● TASK DIRECTIONS
In the records below, switch every occurrence of "noun phrase" to "short label" and reproduce all the lines with nothing else altered. Leave the pictures out of your answer.

•••

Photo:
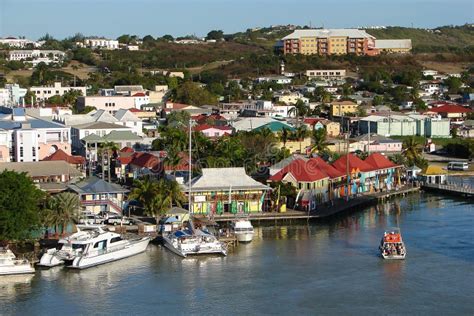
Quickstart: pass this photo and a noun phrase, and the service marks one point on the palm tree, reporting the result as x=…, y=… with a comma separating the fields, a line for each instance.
x=411, y=149
x=300, y=110
x=284, y=136
x=110, y=148
x=62, y=209
x=319, y=140
x=173, y=159
x=145, y=191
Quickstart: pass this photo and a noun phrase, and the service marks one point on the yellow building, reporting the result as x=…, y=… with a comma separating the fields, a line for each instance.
x=343, y=108
x=296, y=146
x=226, y=190
x=338, y=45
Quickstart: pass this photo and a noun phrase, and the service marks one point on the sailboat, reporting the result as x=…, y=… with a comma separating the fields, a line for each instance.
x=192, y=241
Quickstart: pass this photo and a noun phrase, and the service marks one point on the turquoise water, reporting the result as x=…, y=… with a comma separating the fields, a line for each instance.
x=328, y=267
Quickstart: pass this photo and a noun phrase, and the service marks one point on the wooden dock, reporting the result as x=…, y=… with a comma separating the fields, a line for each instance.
x=338, y=206
x=456, y=189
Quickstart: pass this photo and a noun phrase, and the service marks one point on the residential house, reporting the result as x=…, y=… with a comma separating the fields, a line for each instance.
x=213, y=131
x=46, y=92
x=97, y=195
x=327, y=74
x=77, y=162
x=332, y=128
x=226, y=190
x=50, y=176
x=343, y=108
x=28, y=138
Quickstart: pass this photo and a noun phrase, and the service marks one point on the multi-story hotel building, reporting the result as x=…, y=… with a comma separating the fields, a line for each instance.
x=331, y=42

•••

● TASK RESPONSE
Photo:
Quickstart: pass this photo and a short label, and the service marks one point on the palm tree, reporting the result as x=…, y=… with a comma separating the fields, a line for each instance.
x=411, y=149
x=300, y=110
x=284, y=136
x=110, y=148
x=62, y=209
x=319, y=140
x=173, y=159
x=145, y=191
Quickstart: pass this photo and a short label, and the service marks one point on the yellow building, reporting the result as x=…, y=… with a comma separating the fields, a line for each instance.
x=343, y=108
x=296, y=146
x=226, y=190
x=338, y=45
Quickstart: pass this photo and a short label, and the service marks one point on the sailboat, reporting the result as x=…, y=… with a comma separating the fields, a line for each instance.
x=192, y=241
Quickstart: pass this photo and a short label, and the service marks one point on the turquoise water, reporting the result as x=…, y=… with a comma separating the fields, a line for each instance.
x=328, y=267
Quickstart: pass this photo and a short label, and the service marks one point on the wooden dock, reporting the result as x=…, y=… with a comma separating the fields, a line for each instance.
x=338, y=206
x=456, y=189
Quickstart: pass this photo and a short label, and the service marks one point on the residential house, reporting the result as x=…, y=… with a comma separating the fields, a line for each instance.
x=213, y=131
x=46, y=92
x=97, y=195
x=327, y=74
x=77, y=162
x=332, y=128
x=226, y=190
x=50, y=176
x=343, y=108
x=28, y=138
Quickstart: pass this photo and a short label, and the service marks one point on the multi-story hotel building, reporting the result as x=…, y=… with a comma separating the fields, a line for each instance.
x=331, y=42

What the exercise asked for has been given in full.